--- start Source passage ---

Pickstown Air Force Station (ADC ID: SM-134, NORAD ID: Z-134) is a closed United States Air Force General Surveillance Radar station.  It is located    east-northeast of Pickstown, South Dakota.  It was closed in 1968.

History
Pickstown Air Force Station was initially part of Phase II of the Air Defense Command Mobile Radar program. The Air Force  approved this expansion of the Mobile Radar program on October 23, 1952.  Radars in this network were designated “SM.”

The station became operational with the activation of the 695th Radar Squadron (SAGE) on 18 April 1961.  The squadron was equipped with AN/FPS-66 and a pair of AN/FPS-6 radars. It fed data to DC-22 at Sioux City AFS, Iowa.  The radar squadron provided information 24/7 the SAGE Direction Center where it was analyzed to determine range, direction altitude speed and whether or not aircraft were friendly or hostile.

The radars were operated until 1968 when Air Defense Command closed the station as part of a draw down of assets and budget reductions.   Today, what was Pickstown AFS has been completely redeveloped.  It is now Fort Randall Casino & Hotel operated by the Yankton Sioux Tribe.

--- end Source passage ---
--- start Collected material ---

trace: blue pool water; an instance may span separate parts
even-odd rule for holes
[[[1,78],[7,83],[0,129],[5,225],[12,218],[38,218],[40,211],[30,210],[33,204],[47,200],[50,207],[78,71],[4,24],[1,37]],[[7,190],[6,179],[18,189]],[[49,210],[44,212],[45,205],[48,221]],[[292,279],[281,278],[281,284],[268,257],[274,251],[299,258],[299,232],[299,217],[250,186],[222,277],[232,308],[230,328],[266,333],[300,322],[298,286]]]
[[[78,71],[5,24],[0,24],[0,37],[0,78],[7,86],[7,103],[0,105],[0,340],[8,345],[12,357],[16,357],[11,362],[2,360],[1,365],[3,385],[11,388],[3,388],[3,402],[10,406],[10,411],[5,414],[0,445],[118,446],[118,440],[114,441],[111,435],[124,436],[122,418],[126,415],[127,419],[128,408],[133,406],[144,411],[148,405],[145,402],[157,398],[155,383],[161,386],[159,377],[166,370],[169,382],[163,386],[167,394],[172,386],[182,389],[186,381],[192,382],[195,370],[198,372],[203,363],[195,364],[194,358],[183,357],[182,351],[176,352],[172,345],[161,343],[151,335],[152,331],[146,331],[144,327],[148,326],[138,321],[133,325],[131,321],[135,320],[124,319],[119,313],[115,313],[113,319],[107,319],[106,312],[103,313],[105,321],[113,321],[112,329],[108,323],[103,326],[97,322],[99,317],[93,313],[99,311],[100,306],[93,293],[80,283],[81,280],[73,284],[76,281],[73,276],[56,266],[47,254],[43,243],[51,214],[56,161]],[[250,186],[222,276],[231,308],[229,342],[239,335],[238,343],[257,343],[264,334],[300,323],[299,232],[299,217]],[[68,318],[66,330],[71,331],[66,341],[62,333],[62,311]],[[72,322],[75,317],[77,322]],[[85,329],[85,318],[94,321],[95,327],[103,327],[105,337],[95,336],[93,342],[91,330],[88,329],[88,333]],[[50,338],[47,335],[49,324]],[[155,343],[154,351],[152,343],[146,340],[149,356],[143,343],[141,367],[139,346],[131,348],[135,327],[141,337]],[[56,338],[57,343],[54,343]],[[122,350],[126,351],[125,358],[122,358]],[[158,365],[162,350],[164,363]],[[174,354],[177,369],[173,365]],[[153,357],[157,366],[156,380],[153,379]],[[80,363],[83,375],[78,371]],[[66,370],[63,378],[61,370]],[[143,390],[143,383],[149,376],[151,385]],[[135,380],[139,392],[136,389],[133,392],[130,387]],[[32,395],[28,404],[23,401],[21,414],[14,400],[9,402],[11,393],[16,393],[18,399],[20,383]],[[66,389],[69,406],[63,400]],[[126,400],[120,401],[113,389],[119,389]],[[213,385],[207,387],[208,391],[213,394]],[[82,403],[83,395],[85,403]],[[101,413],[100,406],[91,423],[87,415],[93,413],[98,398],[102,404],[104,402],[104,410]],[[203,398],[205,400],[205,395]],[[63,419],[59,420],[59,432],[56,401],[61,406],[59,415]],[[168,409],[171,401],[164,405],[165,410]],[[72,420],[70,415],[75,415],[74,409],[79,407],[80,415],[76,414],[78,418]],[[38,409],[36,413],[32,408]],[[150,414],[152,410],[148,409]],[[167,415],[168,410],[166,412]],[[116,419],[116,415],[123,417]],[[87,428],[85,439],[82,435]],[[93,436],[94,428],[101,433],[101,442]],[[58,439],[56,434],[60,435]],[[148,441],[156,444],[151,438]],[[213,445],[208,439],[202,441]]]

--- end Collected material ---

* _Problems to solve_:
**1)** In the Pickstown Air Force Station passage, which squadron's activation made the station operational?
**2)** Extract the portion of the Pickstown Air Force Station passage from "The radars were" to "Yankton Sioux Tribe.".

* _Answers to the tasks_:
**1)** The 695th Radar Squadron (SAGE)

**2)**
The radars were operated until 1968 when Air Defense Command closed the station as part of a draw down of assets and budget reductions.   Today, what was Pickstown AFS has been completely redeveloped.  It is now Fort Randall Casino & Hotel operated by the Yankton Sioux Tribe.